Records to process:
==========
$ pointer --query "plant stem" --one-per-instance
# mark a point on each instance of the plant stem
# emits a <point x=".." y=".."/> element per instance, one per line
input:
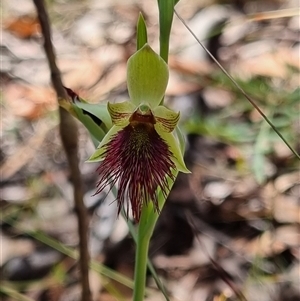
<point x="145" y="231"/>
<point x="69" y="136"/>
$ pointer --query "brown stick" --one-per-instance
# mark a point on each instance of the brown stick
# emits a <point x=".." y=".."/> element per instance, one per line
<point x="69" y="136"/>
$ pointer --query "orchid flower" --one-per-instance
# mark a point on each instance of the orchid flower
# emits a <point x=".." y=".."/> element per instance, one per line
<point x="141" y="150"/>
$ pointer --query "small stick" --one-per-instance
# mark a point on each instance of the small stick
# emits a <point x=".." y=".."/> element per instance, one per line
<point x="69" y="136"/>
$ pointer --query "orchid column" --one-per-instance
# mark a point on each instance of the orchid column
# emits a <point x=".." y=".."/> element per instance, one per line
<point x="141" y="151"/>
==========
Stated exercise: Omit each picture, then return all of the listing exactly as it stands.

Task solution:
$ pointer --query "plant stem" --one-per-instance
# mark a point on each instance of the plant stem
# emits a <point x=".." y=".."/> element per instance, one per line
input:
<point x="145" y="231"/>
<point x="69" y="136"/>
$ pointer --query "brown stick" --one-per-instance
# mark a point on each instance of the brown stick
# emits a <point x=".." y=".."/> element per instance, one per line
<point x="69" y="136"/>
$ pointer --query "orchid flower" --one-per-instance
# mark a point on each instance of the orchid flower
# emits a <point x=".." y=".."/> element per instance, one per line
<point x="141" y="150"/>
$ pointer --query "small stick" --one-per-instance
# mark a point on each instance of the small stick
# emits a <point x=".." y=".."/> element per instance, one per line
<point x="69" y="136"/>
$ pointer --query "orchid column" --one-per-instance
# mark a point on each instance of the orchid column
# emits a <point x=".." y=".."/> element per instance, one per line
<point x="141" y="151"/>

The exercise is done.